## Given passage
╔══

I am here to meet the magazine’s editor-in-chief Rosie Nixon and business director Kevin Petley, who are both passionate about promoting the value of print magazines in the digital age. It looks like their enthusiasm is paying off. The last set of ABC circulation figures revealed that while other celebrity and women’s weekly titles are in decline, Hello! is bucking the trend. In the first six months of 2017, the family-owned magazine saw its circulation rise 2% compared to the previous six months, while its rivals all saw falls over the same period. Although year-on-year, Hello!’s sales were down 9%, this was much lower than the losses suffered by its competitors.

Petley sits on the board of the PPA, where he is involved with the Press Pause initiative to encourage people to see the value of taking time out to read a magazine, “because life is so crazy and finding five minutes is a good thing for your own wellbeing”. He believes the solution to the challenges faced by publishers lies in their own hands. “We’ve got to be more proactive because there is a sort of doomsayer attitude around the industry. If you talk negative, it will be negative. So, I think we need to get up and do something about it.”

In the case of Hello!, the energy which Kevin and Rosie and their team have put into promoting print has been helped by “the gift that keeps on giving”: the British royal family, in particular, the young royals. The boost in circulation between January and June was in no small part thanks to a glut of royal stories including the wedding of the Duchess of Cambridge’s sister Pippa Middleton to banker James Matthews, Princess Charlotte’s second birthday and Prince William remembering his mother, Princess Diana, twenty years after her death. With a third royal baby on the way and Prince Harry’s blossoming relationship, the well of royal stories shows no sign of drying up.

Nixon reveals: “Our readers have an insatiable appetite for everything that the Cambridges, in particular, do and now the popularity of Prince Harry and his relationship with Meghan Markle is becoming a big story for us, so we’re excitedly watching that unfold.”

╚══

## Prompt 1
In the listing, begin at the line that has "Where can the balcony" and stop after the line that has "<point>1027,67</point>". Give those lines again, substituting "porch railing" for "balcony railing" and leaving everything else unchanged.

Position annotation listing:
╔══

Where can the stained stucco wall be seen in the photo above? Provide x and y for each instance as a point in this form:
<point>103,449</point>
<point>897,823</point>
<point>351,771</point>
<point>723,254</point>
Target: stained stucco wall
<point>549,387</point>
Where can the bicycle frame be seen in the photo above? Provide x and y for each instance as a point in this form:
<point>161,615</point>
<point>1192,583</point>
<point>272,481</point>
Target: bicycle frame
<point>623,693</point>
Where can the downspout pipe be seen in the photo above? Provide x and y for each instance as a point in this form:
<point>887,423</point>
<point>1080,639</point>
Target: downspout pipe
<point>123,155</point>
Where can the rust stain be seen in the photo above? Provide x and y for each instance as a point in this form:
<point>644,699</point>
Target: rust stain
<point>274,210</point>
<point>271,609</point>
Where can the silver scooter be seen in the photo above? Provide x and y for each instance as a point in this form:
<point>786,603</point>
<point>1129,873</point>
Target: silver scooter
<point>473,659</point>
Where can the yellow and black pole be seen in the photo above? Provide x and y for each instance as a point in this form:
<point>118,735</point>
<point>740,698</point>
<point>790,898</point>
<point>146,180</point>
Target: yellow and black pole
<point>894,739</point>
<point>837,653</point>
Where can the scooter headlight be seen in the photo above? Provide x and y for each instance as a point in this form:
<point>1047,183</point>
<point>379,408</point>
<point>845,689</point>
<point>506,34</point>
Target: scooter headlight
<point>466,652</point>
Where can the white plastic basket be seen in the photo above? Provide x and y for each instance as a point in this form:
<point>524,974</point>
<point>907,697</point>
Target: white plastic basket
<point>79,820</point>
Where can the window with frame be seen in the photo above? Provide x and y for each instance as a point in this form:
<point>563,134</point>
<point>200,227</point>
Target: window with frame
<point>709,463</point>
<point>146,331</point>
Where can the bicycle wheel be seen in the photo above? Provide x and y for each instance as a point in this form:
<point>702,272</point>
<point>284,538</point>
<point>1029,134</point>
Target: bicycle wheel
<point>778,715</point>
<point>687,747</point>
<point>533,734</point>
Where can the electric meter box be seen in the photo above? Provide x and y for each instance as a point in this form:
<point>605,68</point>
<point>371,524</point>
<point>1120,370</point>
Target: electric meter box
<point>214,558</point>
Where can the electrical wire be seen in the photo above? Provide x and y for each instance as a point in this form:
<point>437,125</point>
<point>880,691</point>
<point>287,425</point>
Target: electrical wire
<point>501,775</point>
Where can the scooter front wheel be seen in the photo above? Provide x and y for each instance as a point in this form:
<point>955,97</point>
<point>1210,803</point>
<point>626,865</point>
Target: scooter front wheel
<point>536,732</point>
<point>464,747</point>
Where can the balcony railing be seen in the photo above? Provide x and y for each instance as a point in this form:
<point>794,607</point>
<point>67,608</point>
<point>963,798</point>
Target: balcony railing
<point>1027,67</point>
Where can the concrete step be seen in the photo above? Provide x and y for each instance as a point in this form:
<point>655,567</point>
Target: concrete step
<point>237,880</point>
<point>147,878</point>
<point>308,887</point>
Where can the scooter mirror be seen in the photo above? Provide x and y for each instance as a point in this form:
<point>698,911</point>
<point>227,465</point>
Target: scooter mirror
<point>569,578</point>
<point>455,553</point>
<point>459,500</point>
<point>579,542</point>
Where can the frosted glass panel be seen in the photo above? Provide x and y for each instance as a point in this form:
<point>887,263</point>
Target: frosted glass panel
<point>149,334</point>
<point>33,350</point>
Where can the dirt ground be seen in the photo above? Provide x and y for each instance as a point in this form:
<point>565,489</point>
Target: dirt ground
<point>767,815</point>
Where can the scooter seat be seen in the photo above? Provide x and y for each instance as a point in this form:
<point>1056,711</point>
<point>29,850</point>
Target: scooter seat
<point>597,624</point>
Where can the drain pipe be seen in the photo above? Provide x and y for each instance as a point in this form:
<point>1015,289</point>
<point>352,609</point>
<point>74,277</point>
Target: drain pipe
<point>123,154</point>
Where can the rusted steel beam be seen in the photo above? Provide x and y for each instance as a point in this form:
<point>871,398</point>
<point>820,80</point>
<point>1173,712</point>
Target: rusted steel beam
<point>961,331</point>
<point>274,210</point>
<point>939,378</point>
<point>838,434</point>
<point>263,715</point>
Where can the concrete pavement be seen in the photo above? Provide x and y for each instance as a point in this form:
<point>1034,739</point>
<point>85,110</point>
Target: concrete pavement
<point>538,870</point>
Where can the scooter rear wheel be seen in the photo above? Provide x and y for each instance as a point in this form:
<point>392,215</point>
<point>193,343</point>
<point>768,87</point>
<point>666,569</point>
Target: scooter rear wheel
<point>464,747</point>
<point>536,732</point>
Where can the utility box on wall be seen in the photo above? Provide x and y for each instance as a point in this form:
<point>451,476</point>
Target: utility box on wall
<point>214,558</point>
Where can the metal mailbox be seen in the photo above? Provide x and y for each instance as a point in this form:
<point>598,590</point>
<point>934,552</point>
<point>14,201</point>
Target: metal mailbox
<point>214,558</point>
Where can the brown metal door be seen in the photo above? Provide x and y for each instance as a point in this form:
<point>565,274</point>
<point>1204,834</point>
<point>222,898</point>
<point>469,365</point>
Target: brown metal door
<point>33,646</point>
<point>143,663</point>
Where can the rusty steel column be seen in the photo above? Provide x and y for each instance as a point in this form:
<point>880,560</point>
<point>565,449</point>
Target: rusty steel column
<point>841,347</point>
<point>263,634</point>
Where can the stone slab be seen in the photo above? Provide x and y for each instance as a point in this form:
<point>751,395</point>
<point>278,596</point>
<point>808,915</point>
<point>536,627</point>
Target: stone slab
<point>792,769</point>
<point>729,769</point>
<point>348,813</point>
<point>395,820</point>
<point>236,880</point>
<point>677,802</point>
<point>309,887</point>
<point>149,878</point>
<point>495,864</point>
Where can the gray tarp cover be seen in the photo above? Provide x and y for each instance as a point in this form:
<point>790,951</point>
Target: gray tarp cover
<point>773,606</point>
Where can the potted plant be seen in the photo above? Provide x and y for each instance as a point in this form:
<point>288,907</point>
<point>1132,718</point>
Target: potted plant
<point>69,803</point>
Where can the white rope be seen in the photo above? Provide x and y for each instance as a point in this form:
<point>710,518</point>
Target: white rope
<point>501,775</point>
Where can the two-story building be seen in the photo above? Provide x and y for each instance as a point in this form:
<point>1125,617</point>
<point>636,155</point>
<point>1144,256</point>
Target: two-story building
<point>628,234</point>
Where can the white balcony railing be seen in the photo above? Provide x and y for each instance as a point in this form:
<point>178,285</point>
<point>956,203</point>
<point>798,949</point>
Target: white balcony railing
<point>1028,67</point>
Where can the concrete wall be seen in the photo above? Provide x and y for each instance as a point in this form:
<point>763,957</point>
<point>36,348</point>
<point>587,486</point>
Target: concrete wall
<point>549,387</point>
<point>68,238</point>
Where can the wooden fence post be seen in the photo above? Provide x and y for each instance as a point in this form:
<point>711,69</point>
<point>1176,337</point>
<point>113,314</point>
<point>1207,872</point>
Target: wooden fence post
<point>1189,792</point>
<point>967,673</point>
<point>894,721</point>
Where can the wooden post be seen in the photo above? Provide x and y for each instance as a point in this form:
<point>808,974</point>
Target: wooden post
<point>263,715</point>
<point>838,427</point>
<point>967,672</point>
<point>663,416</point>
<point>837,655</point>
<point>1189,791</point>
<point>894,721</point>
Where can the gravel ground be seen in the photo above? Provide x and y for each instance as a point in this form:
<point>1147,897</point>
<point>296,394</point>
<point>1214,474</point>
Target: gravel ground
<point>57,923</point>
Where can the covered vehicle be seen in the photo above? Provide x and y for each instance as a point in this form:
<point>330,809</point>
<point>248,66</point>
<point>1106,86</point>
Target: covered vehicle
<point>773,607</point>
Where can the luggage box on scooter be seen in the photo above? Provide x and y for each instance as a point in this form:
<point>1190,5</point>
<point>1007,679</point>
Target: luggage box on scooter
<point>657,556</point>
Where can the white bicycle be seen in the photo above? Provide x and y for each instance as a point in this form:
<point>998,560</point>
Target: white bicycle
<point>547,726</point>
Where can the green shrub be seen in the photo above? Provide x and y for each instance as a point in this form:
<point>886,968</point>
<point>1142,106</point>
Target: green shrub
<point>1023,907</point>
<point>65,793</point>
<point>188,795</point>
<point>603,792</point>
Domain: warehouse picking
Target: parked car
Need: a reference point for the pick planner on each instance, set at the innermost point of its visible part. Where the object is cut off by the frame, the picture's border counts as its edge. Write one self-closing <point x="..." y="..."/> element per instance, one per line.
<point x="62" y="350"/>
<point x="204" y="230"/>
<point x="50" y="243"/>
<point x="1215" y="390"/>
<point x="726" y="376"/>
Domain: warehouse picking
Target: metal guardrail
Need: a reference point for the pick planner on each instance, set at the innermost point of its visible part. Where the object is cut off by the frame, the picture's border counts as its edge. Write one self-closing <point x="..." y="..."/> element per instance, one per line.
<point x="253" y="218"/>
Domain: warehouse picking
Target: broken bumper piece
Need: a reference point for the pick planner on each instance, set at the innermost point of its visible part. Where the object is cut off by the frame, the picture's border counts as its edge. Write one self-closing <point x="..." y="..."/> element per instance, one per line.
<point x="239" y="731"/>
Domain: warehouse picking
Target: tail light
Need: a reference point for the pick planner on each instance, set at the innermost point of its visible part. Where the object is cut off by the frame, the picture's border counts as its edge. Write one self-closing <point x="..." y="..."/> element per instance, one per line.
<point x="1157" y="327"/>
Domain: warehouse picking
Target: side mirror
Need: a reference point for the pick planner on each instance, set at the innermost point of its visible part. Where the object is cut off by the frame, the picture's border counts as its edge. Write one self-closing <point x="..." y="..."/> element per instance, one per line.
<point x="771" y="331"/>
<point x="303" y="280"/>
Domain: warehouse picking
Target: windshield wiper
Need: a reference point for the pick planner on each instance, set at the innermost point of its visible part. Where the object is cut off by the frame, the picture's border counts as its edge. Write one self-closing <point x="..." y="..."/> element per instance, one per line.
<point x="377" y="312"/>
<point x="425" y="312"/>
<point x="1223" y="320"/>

╚══

## Prompt 2
Answer these questions from the Hello! magazine passage.
(a) By what percentage did Hello!'s circulation rise in the first six months of 2017 compared to the previous six months?
(b) On whose board does Kevin Petley sit?
(c) Whose wedding is named among the royal stories that boosted circulation?

## Task output 1
Where can the porch railing be seen in the photo above? Provide x and y for each instance as a point in this form:
<point>794,607</point>
<point>67,608</point>
<point>963,798</point>
Target: porch railing
<point>1027,67</point>

## Task output 2
(a) 2%
(b) The PPA
(c) Pippa Middleton's wedding to banker James Matthews